● Brief 1: Duplicate the stretch of the post on race in America from "Race in America and" through "missing the point.".
● Brief 2: In the post on race in America, what reason does the writer give for saying the 16-minute video "literally changes nothing"? Answer in one to three sentences.
● Brief 3: Say whether each statement agrees with the post on race in America, answering yes or no and quoting the deciding words. (a) The episode was titled "The Problem with White People." (b) The writer recommends reading the comments section on YouTube. (c) The video ran 30 minutes.

● Text passage:
Race in America and in the church

I watch an episode of “The Problem with Jon Stewart” the other day. It was called “The Problem with White People.” You can watch the episode through this link. If the language bothers you more than the situation around race in America, then you are missing the point.

I was also curious and did what I never recommend – read the comments section on Youtube. There was a range to say the least. Everything from people praising Jon for touching on a topic that is controversial all the way to criticism and blame and “what about” statements.

And that’s just the response to a 16 minute video on race that literally changes nothing. No policy change occurred. No law changed. I’m willing to bet that no one who watched the video changed their mind either – although I could certainly be wrong about that. If before the video you don’t think race is a problem or that you have any responsibility to do anything about it, I’m willing to bet you became more entrenched after the video. And the same would be true for those who recognize the reality of racism in America.

We’ve been talking about “talking about” racism in America for…well…who knows. Not everyone wants to participate in the conversation – or even acknowledge that such a conversation needs to happen, let alone move beyond the conversation to what comes next. Are we waiting for everyone to come to some kind of willing agreement so that we can get serious about talking about it? The Second Coming of Jesus will happen sooner than the magical time in which everyone agrees that we should talk about race in a serious manner.

● Items:

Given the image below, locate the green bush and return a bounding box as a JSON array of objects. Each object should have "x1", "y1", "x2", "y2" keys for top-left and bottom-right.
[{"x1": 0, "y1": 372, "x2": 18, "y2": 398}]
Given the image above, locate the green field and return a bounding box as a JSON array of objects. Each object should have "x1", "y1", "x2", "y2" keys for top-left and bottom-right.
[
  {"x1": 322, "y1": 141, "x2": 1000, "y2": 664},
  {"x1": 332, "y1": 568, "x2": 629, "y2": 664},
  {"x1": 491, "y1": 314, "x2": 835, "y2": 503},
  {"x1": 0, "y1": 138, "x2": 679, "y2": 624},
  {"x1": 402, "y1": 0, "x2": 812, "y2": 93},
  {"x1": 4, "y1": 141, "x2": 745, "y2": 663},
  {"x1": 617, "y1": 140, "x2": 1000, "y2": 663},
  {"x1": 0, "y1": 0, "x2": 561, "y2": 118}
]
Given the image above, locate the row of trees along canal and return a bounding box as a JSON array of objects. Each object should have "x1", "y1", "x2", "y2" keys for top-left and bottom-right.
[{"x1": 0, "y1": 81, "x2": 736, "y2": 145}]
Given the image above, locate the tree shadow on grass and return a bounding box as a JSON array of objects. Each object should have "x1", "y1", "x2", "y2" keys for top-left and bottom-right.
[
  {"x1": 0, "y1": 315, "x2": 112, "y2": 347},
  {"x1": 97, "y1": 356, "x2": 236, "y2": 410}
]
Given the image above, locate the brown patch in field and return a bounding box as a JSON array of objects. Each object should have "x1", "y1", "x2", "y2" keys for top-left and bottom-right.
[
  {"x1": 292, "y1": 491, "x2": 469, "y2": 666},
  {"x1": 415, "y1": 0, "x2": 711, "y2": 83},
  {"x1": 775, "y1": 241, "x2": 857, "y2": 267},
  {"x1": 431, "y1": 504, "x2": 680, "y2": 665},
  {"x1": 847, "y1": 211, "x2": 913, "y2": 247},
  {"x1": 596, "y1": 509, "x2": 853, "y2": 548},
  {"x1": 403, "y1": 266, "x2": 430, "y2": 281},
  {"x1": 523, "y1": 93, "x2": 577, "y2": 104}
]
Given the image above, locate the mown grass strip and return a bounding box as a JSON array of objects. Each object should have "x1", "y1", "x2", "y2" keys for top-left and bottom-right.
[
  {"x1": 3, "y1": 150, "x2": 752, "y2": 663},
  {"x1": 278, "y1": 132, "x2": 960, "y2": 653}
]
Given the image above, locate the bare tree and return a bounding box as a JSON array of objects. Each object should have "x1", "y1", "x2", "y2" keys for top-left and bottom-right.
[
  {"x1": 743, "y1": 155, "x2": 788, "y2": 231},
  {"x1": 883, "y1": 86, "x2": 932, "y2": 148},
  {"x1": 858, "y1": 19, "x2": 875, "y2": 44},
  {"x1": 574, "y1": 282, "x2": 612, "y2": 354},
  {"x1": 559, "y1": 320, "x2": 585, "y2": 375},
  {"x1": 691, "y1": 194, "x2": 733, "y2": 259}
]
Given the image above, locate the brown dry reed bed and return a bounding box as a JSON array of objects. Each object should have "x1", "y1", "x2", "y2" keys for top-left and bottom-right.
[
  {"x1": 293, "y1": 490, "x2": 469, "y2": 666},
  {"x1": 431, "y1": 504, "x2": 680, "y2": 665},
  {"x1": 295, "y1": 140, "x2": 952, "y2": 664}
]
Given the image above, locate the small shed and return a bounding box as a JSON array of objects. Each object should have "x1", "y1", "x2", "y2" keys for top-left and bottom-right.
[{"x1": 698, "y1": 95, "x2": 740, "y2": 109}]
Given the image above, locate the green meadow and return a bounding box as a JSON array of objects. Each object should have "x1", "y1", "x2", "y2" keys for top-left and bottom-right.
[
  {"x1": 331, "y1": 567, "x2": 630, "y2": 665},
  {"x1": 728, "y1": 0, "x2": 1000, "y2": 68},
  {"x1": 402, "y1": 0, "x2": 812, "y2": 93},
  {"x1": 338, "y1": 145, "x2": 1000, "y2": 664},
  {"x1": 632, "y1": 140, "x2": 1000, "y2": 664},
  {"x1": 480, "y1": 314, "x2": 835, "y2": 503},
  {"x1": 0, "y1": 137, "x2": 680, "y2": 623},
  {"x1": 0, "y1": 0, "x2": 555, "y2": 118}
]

● Complete response 1:
Race in America and in the church

I watch an episode of “The Problem with Jon Stewart” the other day. It was called “The Problem with White People.” You can watch the episode through this link. If the language bothers you more than the situation around race in America, then you are missing the point.

● Complete response 2: The writer says no policy change occurred and no law changed. The writer also bets that no viewer changed their mind, since people who doubted that race is a problem likely became more entrenched, as would those who recognize racism.

● Complete response 3:
(a) Yes: "It was called “The Problem with White People.”"
(b) No: "did what I never recommend – read the comments section on Youtube"
(c) No: "a 16 minute video on race"